Below are the records; retype each one exactly.

GIVEN INFORMATION:

================

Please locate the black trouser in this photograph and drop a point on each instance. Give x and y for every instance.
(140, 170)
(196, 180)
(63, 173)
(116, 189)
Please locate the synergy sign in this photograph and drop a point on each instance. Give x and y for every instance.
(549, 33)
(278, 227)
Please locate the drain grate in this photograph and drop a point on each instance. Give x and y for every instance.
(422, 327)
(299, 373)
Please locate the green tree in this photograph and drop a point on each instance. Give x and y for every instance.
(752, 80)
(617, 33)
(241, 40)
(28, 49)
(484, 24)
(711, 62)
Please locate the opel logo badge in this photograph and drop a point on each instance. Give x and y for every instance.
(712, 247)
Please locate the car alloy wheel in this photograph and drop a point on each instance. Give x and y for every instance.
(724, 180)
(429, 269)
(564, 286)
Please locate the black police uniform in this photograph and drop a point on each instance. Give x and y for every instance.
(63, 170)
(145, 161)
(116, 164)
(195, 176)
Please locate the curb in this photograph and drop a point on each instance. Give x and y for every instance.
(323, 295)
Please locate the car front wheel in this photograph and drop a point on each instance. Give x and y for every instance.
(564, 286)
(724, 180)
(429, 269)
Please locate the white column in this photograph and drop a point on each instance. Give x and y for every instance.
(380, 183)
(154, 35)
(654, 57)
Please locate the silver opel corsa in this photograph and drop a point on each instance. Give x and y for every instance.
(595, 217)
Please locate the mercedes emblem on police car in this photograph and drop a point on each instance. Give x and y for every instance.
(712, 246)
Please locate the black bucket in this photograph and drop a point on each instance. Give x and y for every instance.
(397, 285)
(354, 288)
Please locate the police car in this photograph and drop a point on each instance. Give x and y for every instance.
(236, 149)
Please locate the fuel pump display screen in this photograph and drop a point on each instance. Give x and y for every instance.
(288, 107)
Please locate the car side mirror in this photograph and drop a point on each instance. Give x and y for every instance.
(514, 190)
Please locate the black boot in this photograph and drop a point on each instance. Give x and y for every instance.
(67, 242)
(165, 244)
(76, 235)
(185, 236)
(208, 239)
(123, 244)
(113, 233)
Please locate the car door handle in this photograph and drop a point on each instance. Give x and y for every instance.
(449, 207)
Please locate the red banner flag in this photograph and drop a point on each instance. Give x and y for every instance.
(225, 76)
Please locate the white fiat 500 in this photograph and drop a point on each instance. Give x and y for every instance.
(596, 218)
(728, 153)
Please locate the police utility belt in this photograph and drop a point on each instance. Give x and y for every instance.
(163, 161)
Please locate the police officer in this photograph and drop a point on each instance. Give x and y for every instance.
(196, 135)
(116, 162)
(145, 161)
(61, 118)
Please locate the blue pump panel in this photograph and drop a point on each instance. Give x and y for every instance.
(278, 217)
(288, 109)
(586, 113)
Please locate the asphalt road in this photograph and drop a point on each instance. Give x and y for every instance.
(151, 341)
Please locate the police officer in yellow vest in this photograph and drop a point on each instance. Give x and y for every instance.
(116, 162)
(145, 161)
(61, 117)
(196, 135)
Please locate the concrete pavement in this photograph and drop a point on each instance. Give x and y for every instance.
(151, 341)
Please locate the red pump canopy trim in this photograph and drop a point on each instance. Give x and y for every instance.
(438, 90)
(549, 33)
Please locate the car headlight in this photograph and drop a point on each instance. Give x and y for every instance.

================

YOUR SOLUTION:
Please locate the black trouser in this photograph and drop a point on each instance. Give x and y for every instance.
(140, 170)
(196, 180)
(63, 173)
(116, 189)
Please locate the synergy sign in this photograph and drop a point on each instance. Give x and y for every instance.
(549, 33)
(278, 227)
Please locate the drain grate in this photograph and drop a point on each instance. Give x and y for every instance.
(422, 327)
(299, 373)
Please locate the green tree in this photograph and drop a point on each instance. Give x and y for every instance.
(752, 80)
(617, 33)
(241, 40)
(28, 49)
(484, 24)
(711, 62)
Please locate the opel logo badge in this photograph and drop a point on each instance. Give x and y for every instance.
(712, 247)
Please locate the car alloy wheel in this photograph and drop a point on each instance. Give x and y for every instance.
(724, 180)
(429, 269)
(564, 286)
Please locate the black police uniform in this photograph and drop a point on each instance. Give x and y for every instance.
(63, 170)
(145, 161)
(116, 164)
(195, 176)
Please locate the curb in this photograph and drop a point on each instance. Give x and y for every instance.
(323, 295)
Please locate the car front wheel in this photograph and drop a point on each instance. Give x and y for every instance.
(564, 286)
(724, 180)
(429, 269)
Please locate the white column in this photograph and drop a point on each instance. Give x and y for every instance.
(380, 183)
(154, 35)
(654, 57)
Please locate the silver opel corsa in this photograph and drop a point on each instance. Give x and y for every instance.
(595, 217)
Please locate the mercedes emblem on police car in this photograph and drop a point on each instance. Give x and y for every instance.
(712, 246)
Please locate the black bucket in this photograph and drop a point on each instance. Give x and y for every instance.
(397, 285)
(354, 288)
Please locate the police car in this photograph and drop a point on each instance. Give x and y for every instance.
(236, 149)
Please locate the fuel pump display screen in this photograph and drop a point on each instance. Give x and y for every instance.
(288, 107)
Please locate the car side mirror in this photograph and drop a point on each instance. Give x and y for every instance.
(514, 190)
Please locate the black boot in this photograph and drop a point on each instance. Give x and y for every instance.
(67, 242)
(165, 244)
(76, 235)
(185, 236)
(208, 239)
(123, 244)
(113, 233)
Please locate the car door handle in this photograph and drop a point on each instance. Give x and y for every instance.
(449, 207)
Please locate the red banner flag in this photograph and drop a point on each instance. Give x and y for every instance.
(225, 76)
Please locate the white fiat 500 in this photograph and drop a point on each instance. Give x and y for every instance.
(596, 218)
(728, 153)
Please locate the police utility belt in this photograph and drop a point on each instance. Give x and y for every instance.
(163, 161)
Please locate the police officer in this photograph and drop a point on each instance. Give x and y for every instance.
(196, 135)
(116, 162)
(145, 161)
(61, 118)
Please locate the blue pump panel in this photograph and drop a point on each instance. Give x and y for every instance.
(278, 217)
(288, 109)
(586, 113)
Please locate the asphalt road in this photograph and drop a point on each instance. Give x and y for every instance.
(151, 341)
Please locate the police officer in yellow vest in this photograph and drop a point on each instance. Give x and y for every instance.
(116, 162)
(145, 161)
(61, 117)
(196, 135)
Please locate the concrete pavement in this photograph and drop a point on each instance. Give x and y for every instance.
(151, 341)
Please locate the red pump canopy trim in this photograph and drop a point on each instance. Give x and y for every instance.
(438, 90)
(549, 33)
Please locate the car headlight in this photograph and drop a point on each instance. Give x and y for every instance.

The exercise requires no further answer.